Understanding umami

by Nick Rose, M.S.

This article was originally published in April 2015

seaweed

“Delicious taste” is the translation of the Japanese word umami — the fifth taste sensation that’s not as commonly recognized as the other four — sweet, salty, bitter, sour, umami. Umami was discovered in Japan in 1908, yet it continues to be a foreign concept for many eaters in the United States.

Umami enhances all flavors in a dish, allowing us to use less salt, sugar and fat when cooking — without sacrificing deliciousness. Chefs use umami-rich foods, such as Parmesan cheese and soy sauce, to provide the “wow factor” in their cooking. Food manufacturers enhance umami with flavor additives, such as autolyzed yeast extract and monosodium glutamate (MSG).

Umami Ingredients

Umami comes primarily from glutamate, an amino acid found in varying amounts in all foods. Glutamate usually is bound to other amino acids as part of larger protein molecules, but when glutamate is “freed” from other proteins, it produces the umami taste. Kombu seaweed is by far the highest food source of free glutamate and provides characteristic umami flavor in dashi, a Japanese cooking stock.

Free glutamate content increases as foods ripen, age or are fermented. For instance, sun-dried tomatoes have quadruple the amount of free glutamate as fresh tomatoes, and tempeh contains 15 times more free glutamate than unfermented soybeans. Fermentation and aging transforms the flavors of these foods, in part by freeing the glutamate to produce umami.

Human breast milk also contains free glutamate (ten times more than cow’s milk) and, therefore, umami is one of our first taste experiences, along with the sweetness of lactose. Some researchers hypothesize that the early umami experience in infancy teaches humans to seek out foods that contain glutamate, possibly because glutamate-rich foods are protein-rich and very nutritious.

Dataset content
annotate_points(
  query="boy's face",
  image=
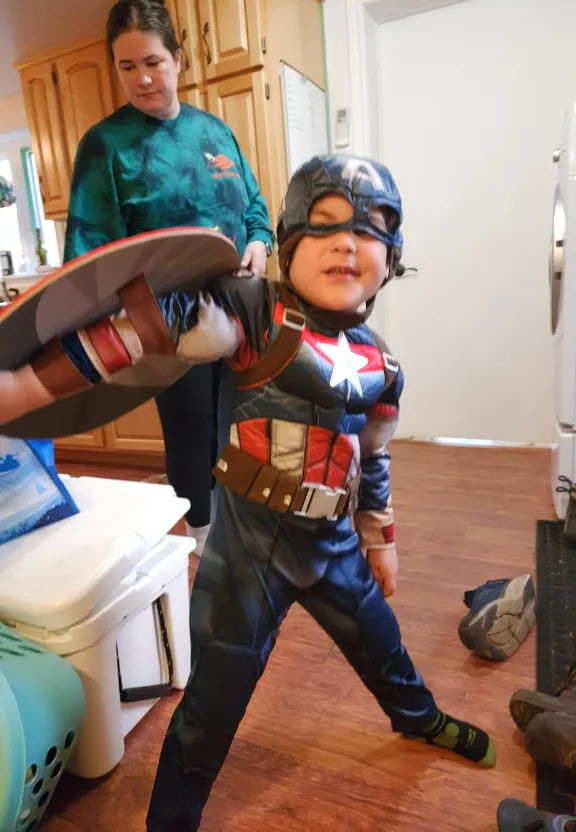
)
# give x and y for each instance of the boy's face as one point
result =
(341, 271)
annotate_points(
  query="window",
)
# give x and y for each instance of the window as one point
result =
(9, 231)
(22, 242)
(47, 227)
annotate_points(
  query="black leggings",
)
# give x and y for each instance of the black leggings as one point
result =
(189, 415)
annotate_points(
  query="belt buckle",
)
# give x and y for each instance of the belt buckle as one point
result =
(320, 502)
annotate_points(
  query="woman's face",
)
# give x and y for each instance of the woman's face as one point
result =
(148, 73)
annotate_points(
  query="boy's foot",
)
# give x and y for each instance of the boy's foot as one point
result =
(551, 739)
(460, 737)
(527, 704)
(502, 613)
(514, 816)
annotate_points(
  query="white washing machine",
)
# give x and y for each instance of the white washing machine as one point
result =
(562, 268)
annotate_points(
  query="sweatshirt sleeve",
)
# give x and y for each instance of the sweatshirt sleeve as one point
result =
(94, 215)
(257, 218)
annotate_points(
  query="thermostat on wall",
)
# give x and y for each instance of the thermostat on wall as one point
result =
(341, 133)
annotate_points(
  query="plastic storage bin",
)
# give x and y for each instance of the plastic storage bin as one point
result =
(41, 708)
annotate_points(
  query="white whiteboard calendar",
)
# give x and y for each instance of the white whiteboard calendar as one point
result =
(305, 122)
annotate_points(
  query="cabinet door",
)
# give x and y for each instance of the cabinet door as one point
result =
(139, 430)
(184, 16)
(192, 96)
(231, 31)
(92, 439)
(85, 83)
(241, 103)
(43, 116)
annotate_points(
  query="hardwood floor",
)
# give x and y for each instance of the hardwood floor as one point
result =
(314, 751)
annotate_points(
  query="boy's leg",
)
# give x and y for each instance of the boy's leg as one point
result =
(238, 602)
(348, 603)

Exercises to complete
**1)** Check each statement against the article on umami and answer yes or no, quoting the words of the article that decide it: (a) umami was discovered in Japan in 1908; (b) tempeh holds four times as much free glutamate as unfermented soybeans; (c) cow's milk has more free glutamate than human breast milk.
**2)** Write the next part of the article on umami, picking up after its final sentence.

Answers given
**1)**
(a) Yes: "Umami was discovered in Japan in 1908"
(b) No: "tempeh contains 15 times more free glutamate than unfermented soybeans"
(c) No: "Human breast milk also contains free glutamate (ten times more than cow’s milk)"

**2)**
MSG: artificial umami

For a variety of reasons, MSG has earned a bad reputation, despite the fact that researchers have been unable to link the suspected “Chinese Restaurant Syndrome” to MSG. Some declare MSG is an excitotoxin — a substance that overstimulates neural cells and damages the nervous system — but it’s unclear if normal dietary exposures can raise blood glutamate levels high enough to cause trouble. MSG is not permitted at PCC.

Some people do have varying reactions to MSG, such as headaches, sweating, flushing, muscle tightness, and general weakness, and the Food and Drug Administration recognizes “MSG symptom complex” as a short-term reaction to MSG ingestion, impacting approximately 1 to 5 percent of the population. Researchers have found that more people react to MSG when it is consumed alone without any food.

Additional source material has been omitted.